### [Text block]
# # # # # # #

Therefore, one’s inclination is to shrug one’s shoulders. I hope that when we come back to these things in detail at a later stage, we will have a rather more focused image of what is really happening in the world of energy supply, carbon dioxide and methane growth, climate violence, or anything else of which there is not much of a sign in this clause.
My Lords, I rise to speak in favour of my noble friend Lady Noakes’s stand part notice. This clause deals with the Crown status—or more accurately, the lack of Crown status—of Great British Energy, and it is imperative that we probe the Government’s reasoning and consider the implications of this approach.
Clause 2 states clearly:
“Great British Energy is not to be regarded as a servant or agent of the Crown or as enjoying any status, immunity or privilege of the Crown”.
Additionally, it specifies that the property of Great British Energy
“is not to be regarded as property of, or property held on behalf of, the Crown”.

# # # # # # #

### [Stored rows]

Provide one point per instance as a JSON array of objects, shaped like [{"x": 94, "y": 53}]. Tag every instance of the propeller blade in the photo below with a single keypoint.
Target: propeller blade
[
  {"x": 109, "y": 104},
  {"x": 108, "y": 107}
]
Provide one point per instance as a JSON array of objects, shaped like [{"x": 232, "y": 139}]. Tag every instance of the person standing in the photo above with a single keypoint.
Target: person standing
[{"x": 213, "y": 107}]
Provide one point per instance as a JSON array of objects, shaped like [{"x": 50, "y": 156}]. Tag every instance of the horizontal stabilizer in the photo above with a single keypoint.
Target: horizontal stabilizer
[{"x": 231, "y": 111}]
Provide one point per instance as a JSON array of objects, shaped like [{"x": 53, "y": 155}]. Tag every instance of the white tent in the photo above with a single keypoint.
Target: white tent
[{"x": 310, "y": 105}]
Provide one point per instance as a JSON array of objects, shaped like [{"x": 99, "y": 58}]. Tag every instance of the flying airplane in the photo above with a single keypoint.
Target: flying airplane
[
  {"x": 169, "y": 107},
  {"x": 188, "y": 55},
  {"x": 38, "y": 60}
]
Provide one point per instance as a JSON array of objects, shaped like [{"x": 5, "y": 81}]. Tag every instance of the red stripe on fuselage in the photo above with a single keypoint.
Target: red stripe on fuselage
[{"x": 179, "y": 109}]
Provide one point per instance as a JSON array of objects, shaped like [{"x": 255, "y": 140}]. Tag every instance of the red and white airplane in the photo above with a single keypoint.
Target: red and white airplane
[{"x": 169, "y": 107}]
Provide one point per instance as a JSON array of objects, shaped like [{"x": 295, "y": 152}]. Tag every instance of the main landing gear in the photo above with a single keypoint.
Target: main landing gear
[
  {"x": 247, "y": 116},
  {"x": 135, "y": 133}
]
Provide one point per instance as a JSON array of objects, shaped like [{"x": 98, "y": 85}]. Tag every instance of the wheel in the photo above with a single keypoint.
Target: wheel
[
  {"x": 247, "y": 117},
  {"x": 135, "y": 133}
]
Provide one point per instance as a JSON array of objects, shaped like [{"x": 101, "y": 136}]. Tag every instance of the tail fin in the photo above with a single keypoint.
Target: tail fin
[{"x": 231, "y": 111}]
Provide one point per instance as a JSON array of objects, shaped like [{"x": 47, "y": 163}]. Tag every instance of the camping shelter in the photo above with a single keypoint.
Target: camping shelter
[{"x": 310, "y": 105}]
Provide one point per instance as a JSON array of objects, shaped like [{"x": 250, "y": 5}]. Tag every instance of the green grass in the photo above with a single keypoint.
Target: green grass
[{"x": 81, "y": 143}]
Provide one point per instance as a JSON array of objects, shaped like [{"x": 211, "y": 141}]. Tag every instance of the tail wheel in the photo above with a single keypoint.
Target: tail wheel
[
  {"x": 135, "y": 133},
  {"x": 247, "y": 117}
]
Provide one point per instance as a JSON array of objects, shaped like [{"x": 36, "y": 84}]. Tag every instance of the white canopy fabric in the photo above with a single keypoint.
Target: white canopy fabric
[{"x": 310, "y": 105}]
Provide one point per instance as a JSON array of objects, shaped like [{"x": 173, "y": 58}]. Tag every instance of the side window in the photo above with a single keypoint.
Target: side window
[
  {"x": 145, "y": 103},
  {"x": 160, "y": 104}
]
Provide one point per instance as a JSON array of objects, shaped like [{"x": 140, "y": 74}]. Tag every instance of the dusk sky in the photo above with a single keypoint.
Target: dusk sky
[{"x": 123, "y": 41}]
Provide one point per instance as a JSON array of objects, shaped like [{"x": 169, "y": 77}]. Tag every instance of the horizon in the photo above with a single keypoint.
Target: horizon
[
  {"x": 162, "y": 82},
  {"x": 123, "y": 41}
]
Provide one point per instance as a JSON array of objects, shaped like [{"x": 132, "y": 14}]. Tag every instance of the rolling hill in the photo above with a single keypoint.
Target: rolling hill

# # # # # # #

### [Aim]
Continue the Lords debate on the Crown status of Great British Energy from where it stops.

### [Written response]
Let us pause and consider what this means. Great British Energy is envisaged as a significant player in the energy sector, with the Government making it central to our net-zero ambitions and national energy security. It may well handle substantial public funds, represent the UK’s interests domestically and internationally, and carry out critical projects on behalf of the Government. Yet the Government have deliberately chosen to sever this body from the legal, financial and symbolic framework provided by Crown status.
I pose the question: why? Why has this decision been taken, and what are the potential consequences? There are three areas of concern I wish to highlight; the first is accountability and oversight. Without Crown status, Great British Energy sits outside the constitutional framework that traditionally governs Crown bodies. Will this weaken Parliament’s ability to scrutinise its actions? Will the Comptroller and Auditor-General have clear access to audit its books? In an age of heightened public interest in corporate governance and transparency, these questions should be considered.
Secondly, on legal implications, by denying Crown status, Great British Energy forfeits the legal immunities and privileges that might ordinarily protect a public body in its dealings. Does this leave it more vulnerable to litigation? Could it become ensnared in disputes that detract from its primary mission?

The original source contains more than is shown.